* Excerpt to read:
_ _ _ _
I have a memory of a Young Women’s lesson when I was about 16 years old where the teacher asked us to write down where we saw ourselves in 5 years. I wrote down things like college and a mission and whatever else my little 16 year old self thought I might do/start before age 21. I was surprised when we shared our plans and I realized I was the only girl my age who did not write “marriage” and “kids.” Most of those girls aspired to being stay at home moms. Sure, I wanted to be a mom someday … but I was only 16 and that was not something I had any desire for in the next 5 years.
That was 20 years ago. Since that time I’ve often wondered about those other girls (who mostly did do what they’d planned). Are they glad they got married so young? Are they glad they had kids so young? Was this really what they wanted in life? Or was it what they were told they wanted in life?
I never wanted to get married that young. I never wanted to be a stay at home mom. But I was growing up going to Young Women’s lessons where it was the norm. In fact, getting married young and aspiring to be a stay at home mom was somewhat celebrated. I often felt tension between what I wanted and what I felt like I should do. This should was merely based on what everyone else around me was doing. It was confusing. When I got to college the confusion spiked and I struggled to choose a major and figure out how what I wanted could fit in with what I should do.
_ _ _ _
* Material shown:
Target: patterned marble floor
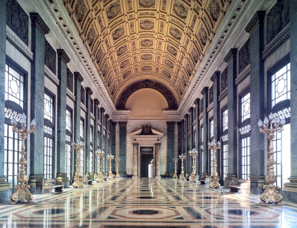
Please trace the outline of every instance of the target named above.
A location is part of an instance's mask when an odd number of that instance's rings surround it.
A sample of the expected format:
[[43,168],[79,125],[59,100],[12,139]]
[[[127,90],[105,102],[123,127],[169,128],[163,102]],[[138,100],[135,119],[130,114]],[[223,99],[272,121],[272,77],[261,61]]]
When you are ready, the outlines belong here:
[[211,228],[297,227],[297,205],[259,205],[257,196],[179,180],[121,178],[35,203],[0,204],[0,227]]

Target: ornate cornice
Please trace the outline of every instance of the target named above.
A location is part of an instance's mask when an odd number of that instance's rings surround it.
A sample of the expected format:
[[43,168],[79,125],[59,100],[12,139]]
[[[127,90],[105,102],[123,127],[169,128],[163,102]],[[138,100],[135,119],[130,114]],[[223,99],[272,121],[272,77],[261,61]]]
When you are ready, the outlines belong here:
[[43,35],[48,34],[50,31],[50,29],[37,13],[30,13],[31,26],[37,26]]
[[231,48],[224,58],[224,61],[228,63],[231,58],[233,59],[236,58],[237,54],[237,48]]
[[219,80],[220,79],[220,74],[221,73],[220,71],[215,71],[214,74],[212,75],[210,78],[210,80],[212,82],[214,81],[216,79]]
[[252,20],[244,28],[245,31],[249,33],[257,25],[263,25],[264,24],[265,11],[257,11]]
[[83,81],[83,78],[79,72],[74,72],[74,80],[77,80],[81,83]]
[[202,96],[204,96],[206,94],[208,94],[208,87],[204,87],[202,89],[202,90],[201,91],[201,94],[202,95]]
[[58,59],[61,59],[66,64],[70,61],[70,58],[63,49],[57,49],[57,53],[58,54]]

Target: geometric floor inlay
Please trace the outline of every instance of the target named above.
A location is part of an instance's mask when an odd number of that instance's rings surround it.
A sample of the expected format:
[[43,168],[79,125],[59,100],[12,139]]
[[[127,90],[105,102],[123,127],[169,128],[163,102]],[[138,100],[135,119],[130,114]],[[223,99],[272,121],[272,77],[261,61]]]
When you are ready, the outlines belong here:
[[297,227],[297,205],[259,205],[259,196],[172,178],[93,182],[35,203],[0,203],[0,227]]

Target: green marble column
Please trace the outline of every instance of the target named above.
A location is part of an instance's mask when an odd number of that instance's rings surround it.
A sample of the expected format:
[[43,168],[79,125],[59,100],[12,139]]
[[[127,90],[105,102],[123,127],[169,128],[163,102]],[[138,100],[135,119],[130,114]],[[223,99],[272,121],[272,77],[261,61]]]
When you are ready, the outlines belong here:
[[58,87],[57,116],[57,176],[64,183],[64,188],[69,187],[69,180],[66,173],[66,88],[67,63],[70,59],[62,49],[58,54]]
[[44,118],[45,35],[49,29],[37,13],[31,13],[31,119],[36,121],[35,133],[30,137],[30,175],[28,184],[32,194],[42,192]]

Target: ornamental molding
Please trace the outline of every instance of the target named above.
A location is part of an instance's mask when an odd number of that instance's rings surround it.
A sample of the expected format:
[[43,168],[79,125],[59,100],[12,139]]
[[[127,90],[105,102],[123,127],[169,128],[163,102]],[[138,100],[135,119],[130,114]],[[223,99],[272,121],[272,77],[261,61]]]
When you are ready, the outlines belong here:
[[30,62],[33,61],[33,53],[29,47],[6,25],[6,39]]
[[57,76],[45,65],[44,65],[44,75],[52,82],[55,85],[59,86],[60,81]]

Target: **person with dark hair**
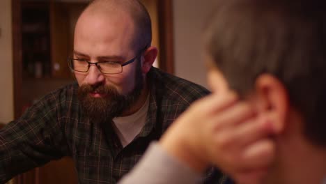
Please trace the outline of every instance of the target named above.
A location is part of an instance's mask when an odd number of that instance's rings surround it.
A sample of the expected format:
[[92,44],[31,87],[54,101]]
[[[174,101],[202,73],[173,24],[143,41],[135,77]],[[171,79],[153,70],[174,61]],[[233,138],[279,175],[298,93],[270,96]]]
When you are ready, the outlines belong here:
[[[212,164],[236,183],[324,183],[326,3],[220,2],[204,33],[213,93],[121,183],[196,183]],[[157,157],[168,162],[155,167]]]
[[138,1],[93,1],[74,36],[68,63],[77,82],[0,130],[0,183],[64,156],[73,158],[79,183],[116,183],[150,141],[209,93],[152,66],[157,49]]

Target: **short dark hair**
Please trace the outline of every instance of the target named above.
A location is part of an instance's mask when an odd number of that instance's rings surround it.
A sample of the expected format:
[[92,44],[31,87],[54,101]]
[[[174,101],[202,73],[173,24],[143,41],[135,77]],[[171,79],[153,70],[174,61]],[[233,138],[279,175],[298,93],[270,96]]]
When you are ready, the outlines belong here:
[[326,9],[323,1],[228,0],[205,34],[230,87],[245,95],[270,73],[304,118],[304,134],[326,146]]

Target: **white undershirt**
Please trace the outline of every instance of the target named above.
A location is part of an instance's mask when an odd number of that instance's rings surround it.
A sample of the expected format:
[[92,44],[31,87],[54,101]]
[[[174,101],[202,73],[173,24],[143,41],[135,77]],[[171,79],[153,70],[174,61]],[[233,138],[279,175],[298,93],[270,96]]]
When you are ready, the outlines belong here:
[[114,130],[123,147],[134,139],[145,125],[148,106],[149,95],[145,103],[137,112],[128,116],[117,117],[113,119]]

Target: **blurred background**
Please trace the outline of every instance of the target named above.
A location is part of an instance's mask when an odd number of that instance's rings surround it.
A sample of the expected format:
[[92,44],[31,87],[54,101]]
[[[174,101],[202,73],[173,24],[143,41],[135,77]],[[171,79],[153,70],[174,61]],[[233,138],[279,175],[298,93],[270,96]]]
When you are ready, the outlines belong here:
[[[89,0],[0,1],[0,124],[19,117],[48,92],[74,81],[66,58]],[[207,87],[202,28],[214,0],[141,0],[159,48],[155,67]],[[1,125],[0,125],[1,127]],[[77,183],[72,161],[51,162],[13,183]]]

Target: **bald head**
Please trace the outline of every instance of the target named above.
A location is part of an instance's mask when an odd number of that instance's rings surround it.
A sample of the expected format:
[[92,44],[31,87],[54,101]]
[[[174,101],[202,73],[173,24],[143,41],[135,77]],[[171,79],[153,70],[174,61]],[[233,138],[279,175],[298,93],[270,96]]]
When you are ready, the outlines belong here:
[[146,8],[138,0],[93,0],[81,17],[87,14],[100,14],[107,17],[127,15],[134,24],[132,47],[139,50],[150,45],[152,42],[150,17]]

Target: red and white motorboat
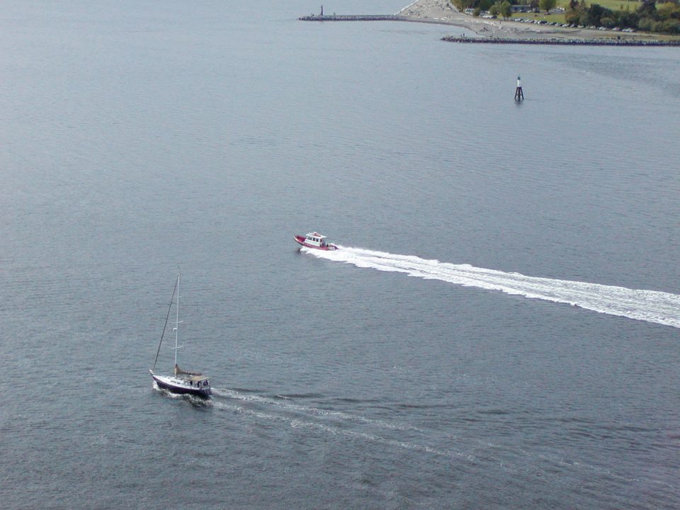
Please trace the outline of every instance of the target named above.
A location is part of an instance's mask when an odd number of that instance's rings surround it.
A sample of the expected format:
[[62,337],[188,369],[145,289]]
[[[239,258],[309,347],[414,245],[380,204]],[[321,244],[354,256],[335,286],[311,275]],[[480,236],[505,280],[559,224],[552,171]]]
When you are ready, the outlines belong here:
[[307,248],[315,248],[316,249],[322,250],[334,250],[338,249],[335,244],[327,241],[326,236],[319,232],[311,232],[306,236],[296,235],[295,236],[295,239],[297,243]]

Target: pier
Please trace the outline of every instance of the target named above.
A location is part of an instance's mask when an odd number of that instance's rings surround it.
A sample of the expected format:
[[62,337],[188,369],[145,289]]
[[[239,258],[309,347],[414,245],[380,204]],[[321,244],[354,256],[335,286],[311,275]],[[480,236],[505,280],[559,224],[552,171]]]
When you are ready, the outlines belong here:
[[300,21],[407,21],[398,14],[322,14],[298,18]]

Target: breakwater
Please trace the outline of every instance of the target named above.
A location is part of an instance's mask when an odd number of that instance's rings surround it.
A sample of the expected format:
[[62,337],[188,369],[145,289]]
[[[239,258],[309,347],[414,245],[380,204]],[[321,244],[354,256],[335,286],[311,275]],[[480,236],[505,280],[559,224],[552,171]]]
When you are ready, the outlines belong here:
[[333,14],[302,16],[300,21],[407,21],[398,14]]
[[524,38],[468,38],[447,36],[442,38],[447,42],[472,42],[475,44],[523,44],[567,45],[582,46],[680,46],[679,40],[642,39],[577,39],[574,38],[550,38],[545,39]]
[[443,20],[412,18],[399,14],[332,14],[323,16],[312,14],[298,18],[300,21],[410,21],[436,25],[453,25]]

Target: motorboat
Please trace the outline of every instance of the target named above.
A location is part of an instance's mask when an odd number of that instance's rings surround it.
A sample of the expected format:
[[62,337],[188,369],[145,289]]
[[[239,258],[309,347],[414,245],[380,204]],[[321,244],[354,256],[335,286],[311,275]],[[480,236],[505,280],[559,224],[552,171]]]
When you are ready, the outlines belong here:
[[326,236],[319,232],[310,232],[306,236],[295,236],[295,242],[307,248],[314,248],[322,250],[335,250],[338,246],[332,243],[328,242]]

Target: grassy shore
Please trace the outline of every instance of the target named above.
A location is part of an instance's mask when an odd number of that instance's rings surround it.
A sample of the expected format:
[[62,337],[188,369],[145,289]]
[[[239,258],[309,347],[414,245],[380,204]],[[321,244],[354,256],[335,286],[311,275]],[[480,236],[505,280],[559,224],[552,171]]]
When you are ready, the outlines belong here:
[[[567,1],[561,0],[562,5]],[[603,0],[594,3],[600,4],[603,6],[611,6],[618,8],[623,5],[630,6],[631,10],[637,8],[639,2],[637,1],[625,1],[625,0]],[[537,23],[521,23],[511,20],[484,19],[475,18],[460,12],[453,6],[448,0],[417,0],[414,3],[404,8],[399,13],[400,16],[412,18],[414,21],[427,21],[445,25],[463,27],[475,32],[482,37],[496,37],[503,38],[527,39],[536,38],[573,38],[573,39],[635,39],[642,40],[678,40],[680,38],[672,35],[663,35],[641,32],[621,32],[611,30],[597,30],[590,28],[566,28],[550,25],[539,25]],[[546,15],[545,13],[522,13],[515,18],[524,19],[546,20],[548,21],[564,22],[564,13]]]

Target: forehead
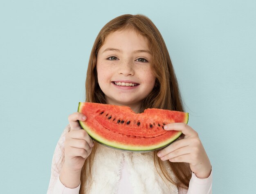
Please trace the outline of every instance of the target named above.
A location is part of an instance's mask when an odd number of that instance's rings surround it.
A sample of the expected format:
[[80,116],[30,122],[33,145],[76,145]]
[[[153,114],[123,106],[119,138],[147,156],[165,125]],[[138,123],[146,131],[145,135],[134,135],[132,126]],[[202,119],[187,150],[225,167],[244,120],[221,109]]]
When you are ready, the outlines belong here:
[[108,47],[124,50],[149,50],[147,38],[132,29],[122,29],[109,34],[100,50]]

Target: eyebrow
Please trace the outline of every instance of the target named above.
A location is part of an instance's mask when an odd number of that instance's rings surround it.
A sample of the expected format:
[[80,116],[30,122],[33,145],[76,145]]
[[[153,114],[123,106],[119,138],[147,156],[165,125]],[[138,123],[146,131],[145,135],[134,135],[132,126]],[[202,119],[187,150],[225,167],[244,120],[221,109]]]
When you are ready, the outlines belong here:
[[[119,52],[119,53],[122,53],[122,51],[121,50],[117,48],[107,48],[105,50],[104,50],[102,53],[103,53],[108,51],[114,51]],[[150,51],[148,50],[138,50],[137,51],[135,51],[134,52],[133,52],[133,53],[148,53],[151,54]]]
_ _ _ _
* Given task A: In the reflection on the Young Women's lesson, how old was the writer when the teacher asked where the class saw themselves in five years?
* Given task B: Print the part of the reflection on the Young Women's lesson that opens with the words containing "I have a memory" and closes with "next 5 years.".
* Given task C: Proceed with the reflection on the Young Women's lesson, continuing from its final sentence.

* Task answer A: About 16 years old.

* Task answer B:
I have a memory of a Young Women’s lesson when I was about 16 years old where the teacher asked us to write down where we saw ourselves in 5 years. I wrote down things like college and a mission and whatever else my little 16 year old self thought I might do/start before age 21. I was surprised when we shared our plans and I realized I was the only girl my age who did not write “marriage” and “kids.” Most of those girls aspired to being stay at home moms. Sure, I wanted to be a mom someday … but I was only 16 and that was not something I had any desire for in the next 5 years.

* Task answer C:
Eventually I learned that what I should do was 100% entirely between me and God. It had nothing to do with what other people around me said was right. I believe God wants me to develop my talents and skills to serve his children. Sure, I do that at home. But I also do that in my career. And those things aren’t mutually exclusive.
Recently a woman in my ward bore her testimony about how grateful she is to be a stay at home mom. She said something about how she really values being able to dedicate all of her time to helping develop the character of her children. She said that her mother, who “wasn’t able” to be a stay at home mom, often thanks her for giving this wonderful gift to her grandchildren.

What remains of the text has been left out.